Task to complete = Leave out the images; return the rest of the data exactly.

BEGIN Extracted entries

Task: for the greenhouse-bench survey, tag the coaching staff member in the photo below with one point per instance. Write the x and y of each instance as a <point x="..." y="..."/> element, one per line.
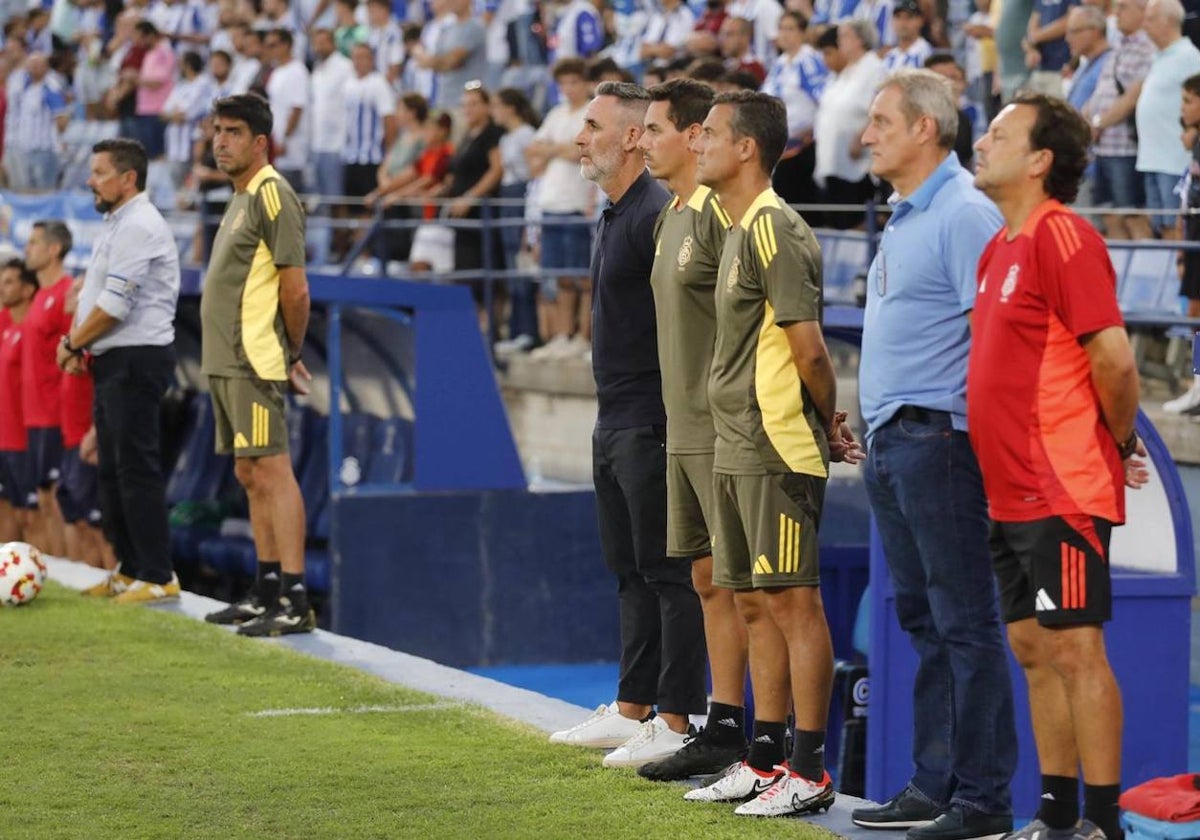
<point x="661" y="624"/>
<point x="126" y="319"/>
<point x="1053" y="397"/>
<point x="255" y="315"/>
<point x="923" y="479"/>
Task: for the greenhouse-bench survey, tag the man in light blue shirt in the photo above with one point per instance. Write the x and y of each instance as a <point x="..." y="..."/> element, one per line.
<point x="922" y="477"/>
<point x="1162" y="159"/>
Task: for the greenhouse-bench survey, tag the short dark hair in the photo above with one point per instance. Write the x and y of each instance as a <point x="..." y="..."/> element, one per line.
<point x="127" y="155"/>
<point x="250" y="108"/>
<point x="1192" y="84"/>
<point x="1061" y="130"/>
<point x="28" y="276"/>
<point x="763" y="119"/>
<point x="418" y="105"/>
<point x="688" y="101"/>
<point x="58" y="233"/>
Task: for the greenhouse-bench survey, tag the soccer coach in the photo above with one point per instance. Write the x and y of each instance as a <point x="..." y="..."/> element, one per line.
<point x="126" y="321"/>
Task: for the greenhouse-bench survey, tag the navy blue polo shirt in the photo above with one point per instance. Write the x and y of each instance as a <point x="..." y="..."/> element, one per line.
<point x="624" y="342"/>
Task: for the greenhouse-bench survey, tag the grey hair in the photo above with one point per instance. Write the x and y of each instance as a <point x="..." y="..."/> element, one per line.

END Extracted entries

Result of this task =
Task: for the greenhouse-bench survey, tag the coaching staff member in the photo below with one point per instance. Write the x and y of each instance as a <point x="..." y="..."/> element, one per line.
<point x="661" y="624"/>
<point x="126" y="319"/>
<point x="1053" y="397"/>
<point x="255" y="315"/>
<point x="923" y="479"/>
Task: for the greenhouse-bench survey, tag the man in light blue shirt in the photo above with one point per instance. Write the x and y of each instance as a <point x="..." y="..."/> element, one per line.
<point x="922" y="477"/>
<point x="1162" y="159"/>
Task: for the greenhouse-bench survey, tag the short dark hair in the photo above with one point per instance. Write the x and y of each instance as a <point x="..." y="..."/> element, one per line.
<point x="127" y="155"/>
<point x="250" y="108"/>
<point x="1192" y="84"/>
<point x="1061" y="130"/>
<point x="28" y="276"/>
<point x="763" y="119"/>
<point x="418" y="105"/>
<point x="688" y="101"/>
<point x="58" y="233"/>
Task: for the greenhouse-bench survey, tag the soccer coach in the photo above with one point per instance. Write the x and y of each instance as a <point x="..." y="..."/> element, one per line.
<point x="126" y="321"/>
Task: for the greenhouse-bench survey, tag the navy blue polo shirt in the photo above with one point per instance. Write the x and y of each instance as a <point x="..." y="..."/> element, one per line.
<point x="624" y="342"/>
Task: for the greenhouse-bench survey, tag the grey hair in the photo above with one point per instance. Write the x and y of each instance as a <point x="..." y="..."/> element, one per line.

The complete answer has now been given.